▸ **Records to process**:
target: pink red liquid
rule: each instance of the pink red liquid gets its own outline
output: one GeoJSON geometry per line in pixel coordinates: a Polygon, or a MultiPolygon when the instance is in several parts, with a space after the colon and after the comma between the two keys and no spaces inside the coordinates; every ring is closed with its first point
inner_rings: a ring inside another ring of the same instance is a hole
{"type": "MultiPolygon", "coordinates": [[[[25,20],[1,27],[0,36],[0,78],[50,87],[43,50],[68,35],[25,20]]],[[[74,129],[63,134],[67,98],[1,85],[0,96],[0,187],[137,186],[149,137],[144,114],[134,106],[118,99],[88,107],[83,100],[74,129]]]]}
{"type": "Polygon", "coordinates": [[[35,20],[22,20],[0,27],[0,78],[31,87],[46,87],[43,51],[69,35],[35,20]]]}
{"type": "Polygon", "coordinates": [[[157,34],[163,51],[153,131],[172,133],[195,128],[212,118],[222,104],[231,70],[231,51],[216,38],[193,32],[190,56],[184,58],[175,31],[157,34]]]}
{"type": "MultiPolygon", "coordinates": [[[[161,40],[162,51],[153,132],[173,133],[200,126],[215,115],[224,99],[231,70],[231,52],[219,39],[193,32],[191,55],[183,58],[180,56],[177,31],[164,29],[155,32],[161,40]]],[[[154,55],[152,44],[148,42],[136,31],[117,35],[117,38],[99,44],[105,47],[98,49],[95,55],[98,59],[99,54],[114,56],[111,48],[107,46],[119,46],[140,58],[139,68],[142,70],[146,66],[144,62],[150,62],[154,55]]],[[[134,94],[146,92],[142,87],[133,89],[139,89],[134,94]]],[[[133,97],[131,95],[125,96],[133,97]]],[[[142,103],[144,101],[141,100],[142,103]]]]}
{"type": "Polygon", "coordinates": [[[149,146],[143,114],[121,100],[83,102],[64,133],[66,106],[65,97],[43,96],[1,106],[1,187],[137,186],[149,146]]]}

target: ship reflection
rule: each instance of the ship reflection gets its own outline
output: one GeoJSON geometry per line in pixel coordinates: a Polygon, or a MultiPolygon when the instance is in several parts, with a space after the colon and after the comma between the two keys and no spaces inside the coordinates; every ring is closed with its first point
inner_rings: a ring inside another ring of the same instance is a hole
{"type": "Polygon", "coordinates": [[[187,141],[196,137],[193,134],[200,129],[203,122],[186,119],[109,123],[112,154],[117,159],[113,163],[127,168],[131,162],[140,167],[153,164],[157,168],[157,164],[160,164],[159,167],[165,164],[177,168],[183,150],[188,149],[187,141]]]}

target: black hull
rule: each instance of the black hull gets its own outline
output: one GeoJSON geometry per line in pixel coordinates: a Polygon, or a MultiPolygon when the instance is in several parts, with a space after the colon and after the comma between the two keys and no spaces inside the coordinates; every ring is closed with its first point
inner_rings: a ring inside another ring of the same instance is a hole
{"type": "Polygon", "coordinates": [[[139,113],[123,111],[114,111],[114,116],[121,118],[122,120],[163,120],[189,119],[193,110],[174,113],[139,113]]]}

▸ **Goal**:
Please copy all of the material above, substituting "contour" for each occurrence of "outline" and keeping everything else unchanged.

▸ **Written solution**:
target: pink red liquid
rule: each instance of the pink red liquid gets its own contour
output: one GeoJSON geometry per line in pixel coordinates: a Polygon, or a MultiPolygon when the instance is in several parts, with a space after the colon and after the comma between the two keys and no spaces inside the coordinates; every ring is closed with its first point
inner_rings: a ring inside another ring of the same instance is a hole
{"type": "MultiPolygon", "coordinates": [[[[25,20],[1,27],[0,36],[0,78],[50,87],[43,50],[68,35],[25,20]]],[[[74,129],[63,134],[67,98],[1,85],[0,96],[0,187],[137,186],[149,137],[144,114],[134,106],[118,99],[88,107],[83,100],[74,129]]]]}
{"type": "Polygon", "coordinates": [[[35,20],[22,20],[0,27],[0,78],[31,87],[46,87],[43,51],[69,35],[35,20]]]}
{"type": "Polygon", "coordinates": [[[157,34],[163,51],[153,131],[172,133],[195,128],[212,118],[222,104],[231,70],[231,51],[216,38],[193,32],[190,56],[184,58],[175,31],[157,34]]]}
{"type": "MultiPolygon", "coordinates": [[[[161,40],[162,51],[153,132],[173,133],[200,126],[215,115],[224,99],[231,70],[231,52],[219,39],[193,32],[191,55],[183,58],[180,56],[177,31],[164,29],[155,32],[161,40]]],[[[154,55],[152,44],[148,42],[136,31],[117,35],[117,38],[99,44],[105,47],[98,49],[95,55],[98,59],[99,54],[114,56],[111,48],[107,46],[119,46],[140,58],[139,68],[142,70],[146,66],[144,62],[150,62],[154,55]]],[[[134,94],[146,92],[142,87],[133,89],[139,89],[134,94]]],[[[133,97],[131,95],[125,96],[133,97]]],[[[142,103],[144,101],[141,100],[142,103]]]]}
{"type": "Polygon", "coordinates": [[[149,146],[143,114],[121,100],[83,102],[64,133],[66,106],[65,97],[43,96],[1,106],[1,187],[137,186],[149,146]]]}

target: ship reflection
rule: each instance of the ship reflection gets its own contour
output: one GeoJSON geometry per line in pixel coordinates: a Polygon, or a MultiPolygon when the instance is in several parts, with a space after the colon and after the comma between the two keys and no spaces inside the coordinates; every ring is closed with its first point
inner_rings: a ring inside another ring of the same instance is a hole
{"type": "Polygon", "coordinates": [[[187,141],[196,137],[193,134],[200,129],[203,122],[186,119],[109,123],[112,154],[117,159],[113,163],[127,168],[131,162],[140,167],[153,164],[157,168],[157,164],[160,164],[159,167],[165,164],[177,168],[183,150],[188,149],[187,141]]]}

target: black hull
rule: each instance of the black hull gets its own contour
output: one GeoJSON geometry per line in pixel coordinates: a Polygon, or a MultiPolygon when the instance is in several parts, with a space after the colon and after the comma between the two keys and no spaces inside the coordinates; every ring is closed with its first point
inner_rings: a ring inside another ring of the same instance is a hole
{"type": "Polygon", "coordinates": [[[139,113],[123,111],[114,111],[114,116],[121,118],[122,120],[163,120],[189,119],[193,110],[174,113],[139,113]]]}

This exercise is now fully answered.